● TASK BRIEF
Each entry is to be retyped exactly as it appears. Leave the images out.

● DATASET
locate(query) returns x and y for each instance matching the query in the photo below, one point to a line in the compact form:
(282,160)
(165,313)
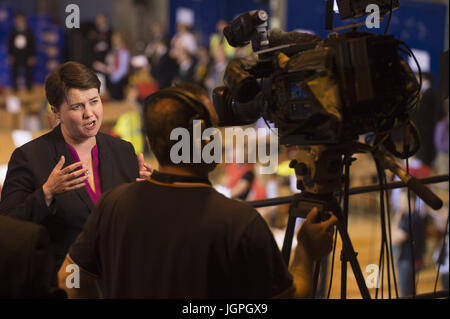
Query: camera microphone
(278,37)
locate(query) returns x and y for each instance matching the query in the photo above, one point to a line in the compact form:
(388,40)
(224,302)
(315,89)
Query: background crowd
(129,76)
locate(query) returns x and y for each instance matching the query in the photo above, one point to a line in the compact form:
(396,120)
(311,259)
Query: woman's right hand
(62,180)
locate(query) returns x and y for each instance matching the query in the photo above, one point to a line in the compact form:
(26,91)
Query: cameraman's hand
(63,180)
(315,236)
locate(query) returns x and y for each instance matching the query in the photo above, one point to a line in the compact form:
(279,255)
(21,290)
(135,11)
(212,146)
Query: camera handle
(319,160)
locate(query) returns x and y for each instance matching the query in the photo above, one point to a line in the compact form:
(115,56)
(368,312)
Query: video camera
(316,91)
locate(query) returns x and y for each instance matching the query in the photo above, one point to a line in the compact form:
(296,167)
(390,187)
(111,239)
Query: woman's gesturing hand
(63,179)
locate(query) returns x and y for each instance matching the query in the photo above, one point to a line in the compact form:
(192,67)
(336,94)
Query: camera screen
(296,91)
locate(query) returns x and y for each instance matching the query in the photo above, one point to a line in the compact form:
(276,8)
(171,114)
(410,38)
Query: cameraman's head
(175,108)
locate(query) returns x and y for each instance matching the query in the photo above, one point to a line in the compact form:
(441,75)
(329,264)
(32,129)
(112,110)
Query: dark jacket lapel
(61,149)
(105,162)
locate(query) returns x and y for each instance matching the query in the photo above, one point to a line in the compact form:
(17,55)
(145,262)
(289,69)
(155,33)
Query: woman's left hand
(145,170)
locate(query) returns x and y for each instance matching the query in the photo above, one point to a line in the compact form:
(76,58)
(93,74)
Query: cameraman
(174,236)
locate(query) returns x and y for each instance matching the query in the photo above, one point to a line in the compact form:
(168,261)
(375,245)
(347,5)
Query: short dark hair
(165,112)
(70,75)
(162,116)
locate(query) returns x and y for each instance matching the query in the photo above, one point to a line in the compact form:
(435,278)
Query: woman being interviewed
(56,179)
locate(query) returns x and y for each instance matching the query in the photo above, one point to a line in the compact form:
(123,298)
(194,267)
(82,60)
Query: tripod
(319,168)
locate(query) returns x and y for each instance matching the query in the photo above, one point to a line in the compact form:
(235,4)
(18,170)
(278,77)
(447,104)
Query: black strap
(172,178)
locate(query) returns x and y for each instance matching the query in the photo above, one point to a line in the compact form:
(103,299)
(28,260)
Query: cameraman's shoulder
(232,206)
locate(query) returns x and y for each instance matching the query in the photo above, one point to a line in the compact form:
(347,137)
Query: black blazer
(26,261)
(31,164)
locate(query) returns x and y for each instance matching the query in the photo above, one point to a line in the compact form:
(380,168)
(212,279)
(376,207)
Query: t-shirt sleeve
(258,269)
(249,177)
(83,251)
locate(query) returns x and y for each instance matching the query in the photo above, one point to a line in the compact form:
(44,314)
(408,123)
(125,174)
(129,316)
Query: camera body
(318,91)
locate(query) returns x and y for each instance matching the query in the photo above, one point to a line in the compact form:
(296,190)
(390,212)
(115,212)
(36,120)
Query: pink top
(95,196)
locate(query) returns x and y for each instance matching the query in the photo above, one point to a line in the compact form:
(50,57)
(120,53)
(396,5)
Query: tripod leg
(351,255)
(289,235)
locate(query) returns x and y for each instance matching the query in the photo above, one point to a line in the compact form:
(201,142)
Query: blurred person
(116,68)
(401,238)
(183,40)
(441,143)
(425,117)
(186,67)
(56,179)
(201,244)
(218,39)
(217,69)
(101,38)
(202,67)
(21,51)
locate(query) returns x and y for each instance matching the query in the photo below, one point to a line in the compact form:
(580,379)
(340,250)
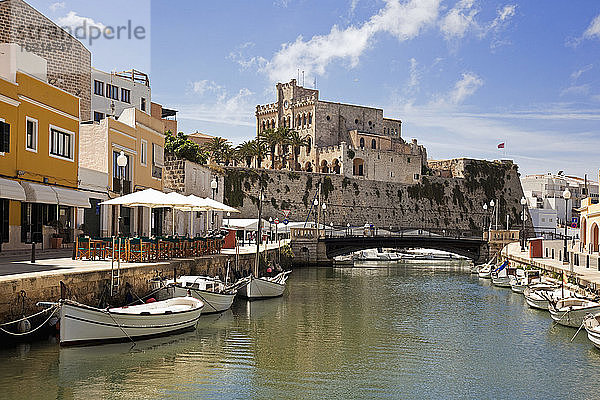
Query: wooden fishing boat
(263,287)
(82,324)
(216,296)
(571,311)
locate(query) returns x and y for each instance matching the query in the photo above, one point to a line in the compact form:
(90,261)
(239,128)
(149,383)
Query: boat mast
(258,230)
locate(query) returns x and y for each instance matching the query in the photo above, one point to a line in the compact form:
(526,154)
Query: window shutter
(158,156)
(5,139)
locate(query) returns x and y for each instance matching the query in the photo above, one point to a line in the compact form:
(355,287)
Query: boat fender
(24,326)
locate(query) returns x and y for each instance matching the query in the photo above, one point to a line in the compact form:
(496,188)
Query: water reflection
(425,332)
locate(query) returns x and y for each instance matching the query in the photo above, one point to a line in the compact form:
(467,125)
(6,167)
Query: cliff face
(451,202)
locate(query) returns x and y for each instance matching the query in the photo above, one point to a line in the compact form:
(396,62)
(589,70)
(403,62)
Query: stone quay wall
(91,285)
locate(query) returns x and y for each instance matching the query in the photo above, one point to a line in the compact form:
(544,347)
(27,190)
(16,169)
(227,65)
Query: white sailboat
(571,311)
(82,324)
(264,287)
(591,323)
(216,296)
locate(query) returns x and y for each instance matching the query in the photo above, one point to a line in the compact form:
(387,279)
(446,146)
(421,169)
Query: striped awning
(38,193)
(72,198)
(11,190)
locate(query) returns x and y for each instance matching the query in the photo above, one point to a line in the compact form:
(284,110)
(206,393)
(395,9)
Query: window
(99,88)
(4,206)
(157,160)
(61,143)
(144,152)
(31,126)
(4,137)
(125,95)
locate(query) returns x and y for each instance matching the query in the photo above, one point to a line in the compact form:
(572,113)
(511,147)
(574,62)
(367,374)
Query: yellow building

● RESULT BELOW
locate(query) returns x and y for each instance matching the query in the photo below, one point to a line in the compact form:
(282,160)
(165,313)
Query: camera microphone
(278,37)
locate(query) returns x and y for each instance matching the query in the photo above, one point to a line in the compact form:
(388,40)
(224,302)
(315,89)
Query: background crowd
(129,76)
locate(query) returns x and y for each instance matching the query in the photo above, one point to a line in the compact form:
(396,120)
(311,259)
Query: woman's right hand
(62,180)
locate(query) returns x and y for each instance matching the query in the photo above, one point to a line in the compact form:
(26,91)
Query: cameraman's hand
(63,180)
(315,236)
locate(query) returns x and y for each instance matching the query in the photo above, one point to a line in the compact form:
(279,255)
(21,290)
(135,11)
(212,146)
Query: camera handle
(319,160)
locate(query) returns x and y for each instance matching the query in the photo above, one point to a line in the compact form:
(115,56)
(368,312)
Query: video camera
(316,91)
locate(query) returns x and y for each instance matching the query in the photo above, one point to a line in the compact form:
(296,167)
(390,187)
(111,239)
Query: woman's gesturing hand
(63,179)
locate(query) returns x and y for each instance matching the query in the photo above, one point to a line in the compact form:
(192,67)
(336,94)
Query: camera screen
(296,91)
locate(query) returns x and y for each instance matching the query in the photo above, one point to a line in the compact form:
(276,8)
(171,114)
(410,38)
Query: cameraman's head
(175,108)
locate(query) returns x and y for each instance matching the query in the photo above, one point to a line in the compact form:
(441,75)
(329,264)
(32,129)
(112,110)
Query: dark jacket lapel
(61,149)
(105,162)
locate(query) returns x and y for each instance matching the query in the photo above, one point to a line in the compact form:
(17,55)
(145,262)
(289,69)
(155,33)
Query: woman's left hand
(145,170)
locate(query) returns x and y for each instance matching the query in the photo above, one point to a line in the compact form:
(76,58)
(93,74)
Query: cameraman
(174,236)
locate(query) returns x and y for each instance matching the query in the photo above, one point to a line in the compact form:
(168,261)
(375,245)
(347,5)
Query: short dark hair
(165,112)
(70,75)
(162,116)
locate(query) returns x and y for each instance matching the query in the photo above, one point to a line in the compact form:
(435,278)
Query: woman being interviewed
(56,179)
locate(query) returns x and y for each instance matching the query in the photo above, one point to a line in the compact form:
(123,298)
(194,267)
(82,60)
Query: tripod
(319,168)
locate(query) returns x and y for each instance matching the query in the photo above, one point to a line in the compact form:
(235,4)
(18,170)
(278,77)
(447,104)
Query: black strap
(172,178)
locate(query) returns x and y for each instance matching the query in the photo above, one point to a line in the compact form:
(103,299)
(28,260)
Query: cameraman's shoulder
(232,206)
locate(query) returns x and y for each instance matching the query in the photo above, one point to a line in the compact form:
(347,137)
Query: black blazer
(26,261)
(31,164)
locate(query) returns x and y for each instance matching the query in the photo above, one point to a line in the compact form:
(380,168)
(212,279)
(376,207)
Query: t-shirt sleeve
(258,269)
(249,177)
(83,251)
locate(query) returns x and y for each instance matching the query in the photo above, one point to a line in the compact form:
(44,314)
(408,123)
(125,174)
(129,316)
Query: camera body
(318,91)
locate(query) returns x and y for each instance matching the query in the photo above, one point to a line in the compact form:
(296,190)
(390,212)
(115,212)
(36,120)
Query: pink top
(95,196)
locate(query) returns x and y for each instance matching the query in the photo above, one point to a line in the compact form:
(50,57)
(120,53)
(396,5)
Query: tripod leg
(351,255)
(289,235)
locate(query) returns x and y for each instance matching the query in the photo above, one point to a line in the compact form:
(201,142)
Query: blurred person
(116,68)
(401,238)
(183,40)
(441,143)
(425,117)
(186,67)
(56,179)
(201,244)
(218,39)
(217,69)
(101,38)
(202,67)
(21,51)
locate(query) returns x and y for each instance matching the query in the photo below, one point to a line in the compact form:
(580,379)
(340,250)
Query: wooden fishing boat
(263,287)
(82,324)
(216,296)
(571,311)
locate(query) returns x and y for each instance matching the query in the photo above, one point to a line in the compact form:
(90,261)
(239,128)
(149,383)
Query: boat mast
(258,230)
locate(query) returns x and y for each instance matching the query in the photo above, one point to a line in the compact form:
(526,154)
Query: window shutter
(158,156)
(5,139)
locate(query) returns x and y for each instance matching the query in the photo above, one point to a line in the compact form:
(355,287)
Query: boat fender
(24,326)
locate(query) returns x and y for each instance matching the query in the photo above, one point to a line in the compact form:
(496,188)
Query: water reflection
(425,332)
locate(query) returns x and y for each instance matching the query in the photo above, one point to a line in the compact form:
(467,125)
(6,167)
Query: cliff face
(451,202)
locate(query) returns x and y for each instance matching the query in the photo above, one point to a line in the compact form:
(396,62)
(589,70)
(403,62)
Query: stone quay wall
(91,285)
locate(query) returns x and y for each instance matching the query in the photo above, one point to a line in the compact form:
(544,347)
(27,190)
(16,169)
(227,65)
Query: white sailboat
(571,311)
(82,324)
(264,287)
(591,323)
(216,296)
locate(query) returns x and y for each instance matching the query in the photo above, one point to a line in the compact form:
(387,279)
(446,146)
(421,169)
Query: striped awning
(38,193)
(72,198)
(11,190)
locate(query) returns x and y for each instance matching the query in the photo above, one point to a line in the compact form:
(284,110)
(206,393)
(395,9)
Query: window
(99,88)
(4,206)
(157,160)
(61,143)
(144,152)
(31,126)
(4,137)
(125,95)
locate(query) returns x and y for each instance matching the query in the photo above, one point to a line in the compact form:
(572,113)
(511,147)
(574,62)
(367,374)
Query: yellow building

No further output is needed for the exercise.